===== SUPPLIED INFORMATION =====

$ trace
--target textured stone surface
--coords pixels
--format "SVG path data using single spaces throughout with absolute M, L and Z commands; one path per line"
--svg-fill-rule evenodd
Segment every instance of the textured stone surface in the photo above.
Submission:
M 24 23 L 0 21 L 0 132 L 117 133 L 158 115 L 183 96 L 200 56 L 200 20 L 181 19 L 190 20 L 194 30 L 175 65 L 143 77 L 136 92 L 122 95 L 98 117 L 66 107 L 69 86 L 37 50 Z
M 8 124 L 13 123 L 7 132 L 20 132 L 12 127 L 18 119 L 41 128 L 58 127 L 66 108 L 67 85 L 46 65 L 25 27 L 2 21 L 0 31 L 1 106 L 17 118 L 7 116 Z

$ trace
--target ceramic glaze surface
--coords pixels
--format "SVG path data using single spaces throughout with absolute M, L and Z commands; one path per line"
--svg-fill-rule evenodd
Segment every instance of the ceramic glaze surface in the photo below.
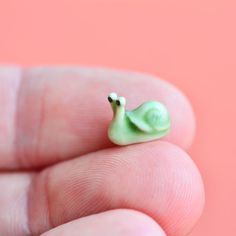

=====

» **YOUR ASSIGNMENT**
Word for word, repeat the data above with the pictures left out.

» **EXERCISE ANSWER**
$ trace
--target textured stone surface
--coords pixels
--format "SVG path data using single spaces throughout with absolute M, L and Z commands; one path per line"
--svg-fill-rule evenodd
Segment every instance of the textured stone surface in the photo above.
Submission:
M 24 23 L 0 21 L 0 132 L 117 133 L 158 115 L 183 96 L 200 56 L 200 20 L 181 19 L 190 20 L 194 30 L 175 65 L 143 77 L 136 92 L 122 95 L 98 117 L 66 107 L 69 86 L 37 50 Z
M 8 124 L 13 123 L 7 132 L 20 132 L 12 127 L 18 119 L 41 128 L 58 127 L 66 108 L 67 85 L 46 65 L 25 27 L 2 21 L 0 31 L 1 106 L 17 118 L 7 116 Z

$ trace
--target ceramic glaze surface
--coords pixels
--format "SVG path data using single spaces throughout with absolute M, L and Z commands; one path per line"
--svg-fill-rule evenodd
Segment every instance of the ceramic glaze surface in the photo below.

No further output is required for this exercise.